課題文:
★ ★ ★ ★ ★ ★ ★
別役実のテキストから構成された『日々の暮し方』。失踪すると宣言していなくなった夫を探す妻。家での夫婦の会話、捜索相談に出掛けた警察での会話、妻の独白、夫の独白。言葉と行動が裏腹に、しかし並走し、夫と妻のさがしものを示していきます。
カンパニーデラシネラの常連さんらしき身体表現の面々と、それを傍観しあるいは衝突する言葉を扱う面々、言葉と行動の境界線に立ち、それぞれの起動やブーストを担う面々。役割は入れ替わり立ち替わり、しかし個々の特性を際立たせ、舞台はすすんでいく。
数作前からデラシネラに参加している中山祐一朗さんは、ハブ的な役割を担っていました。言語と行動、頭脳と肉体。所謂お芝居のパートとダンスパートの流れを仲介するような役割。力づくで引き戻すこともなく、台詞で場をさらおうともせず、いつのまにかストーリーの流れを呼び寄せていました。このひとどんな場にもするりと馴染むよな…佇まいを変化させているふうには見えないのに。言葉を音楽とするような、動作をダンスとするような不思議な力を持っている。そうそう、祐一朗さんツーブロックになってました。お似合いでした(笑)。
★ ★ ★ ★ ★ ★ ★
提供データ:
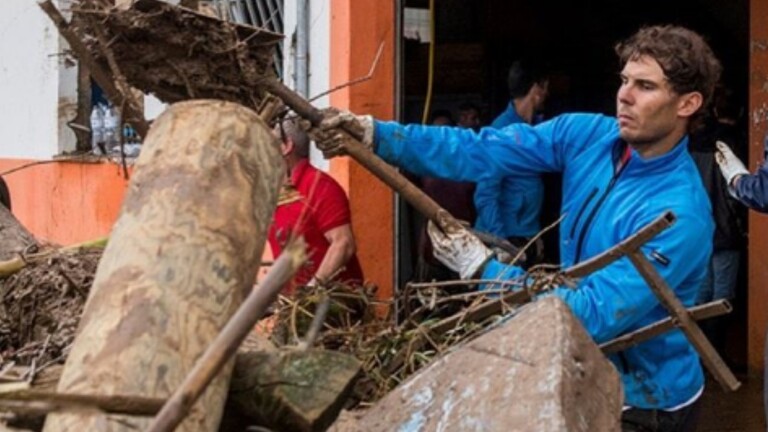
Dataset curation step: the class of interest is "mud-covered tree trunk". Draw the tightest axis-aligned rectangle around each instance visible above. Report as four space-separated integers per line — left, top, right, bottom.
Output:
45 101 284 432
0 205 37 261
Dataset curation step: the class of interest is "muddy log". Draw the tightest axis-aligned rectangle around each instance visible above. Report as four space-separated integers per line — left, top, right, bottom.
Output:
226 349 361 432
44 100 284 432
0 205 37 261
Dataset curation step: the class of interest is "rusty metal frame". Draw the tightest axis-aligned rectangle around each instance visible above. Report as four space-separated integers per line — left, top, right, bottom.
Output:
562 211 741 391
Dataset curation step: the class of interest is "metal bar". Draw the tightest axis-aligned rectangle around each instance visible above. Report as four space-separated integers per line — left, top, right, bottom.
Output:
37 0 149 138
600 300 733 355
261 79 460 231
627 249 741 391
232 0 246 23
563 211 676 278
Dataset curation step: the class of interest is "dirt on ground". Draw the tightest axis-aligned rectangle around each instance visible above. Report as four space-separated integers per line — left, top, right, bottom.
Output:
0 248 102 372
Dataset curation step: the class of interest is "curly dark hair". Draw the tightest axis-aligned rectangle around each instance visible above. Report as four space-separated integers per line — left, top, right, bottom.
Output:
615 25 722 129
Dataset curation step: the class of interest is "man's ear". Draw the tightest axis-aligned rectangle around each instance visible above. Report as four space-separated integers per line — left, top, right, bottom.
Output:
677 92 704 118
280 139 296 156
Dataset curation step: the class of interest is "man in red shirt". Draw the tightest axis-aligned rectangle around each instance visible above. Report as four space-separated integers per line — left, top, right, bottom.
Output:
269 120 363 291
★ ★ ★ ★ ★ ★ ★
取り組む課題:
1. 劇評で中山祐一朗さんが「ハブ的な役割」を担っていたとされるのはなぜか、1〜3文で説明してください。
2. リストの先頭から「562 211 741 391」を含む行までを、「tightest」を「smallest」に置き換えて書き直し、その範囲だけを示してください。画像は入れず、それ以外は何も変えないでください。
劇評とリストは、それぞれ別の出典から取られています。

課題の解答:
1. 中山さんは、所謂お芝居のパートとダンスパートの流れを仲介するような役割、つまり言語と行動、頭脳と肉体の間をつなぐ役割を担っていたからです。力づくで引き戻すことも台詞で場をさらうこともせず、いつのまにかストーリーの流れを呼び寄せていました。

2.
Dataset curation step: the class of interest is "mud-covered tree trunk". Draw the smallest axis-aligned rectangle around each instance visible above. Report as four space-separated integers per line — left, top, right, bottom.
Output:
45 101 284 432
0 205 37 261
Dataset curation step: the class of interest is "muddy log". Draw the smallest axis-aligned rectangle around each instance visible above. Report as four space-separated integers per line — left, top, right, bottom.
Output:
226 349 361 432
44 100 284 432
0 205 37 261
Dataset curation step: the class of interest is "rusty metal frame". Draw the smallest axis-aligned rectangle around each instance visible above. Report as four space-separated integers per line — left, top, right, bottom.
Output:
562 211 741 391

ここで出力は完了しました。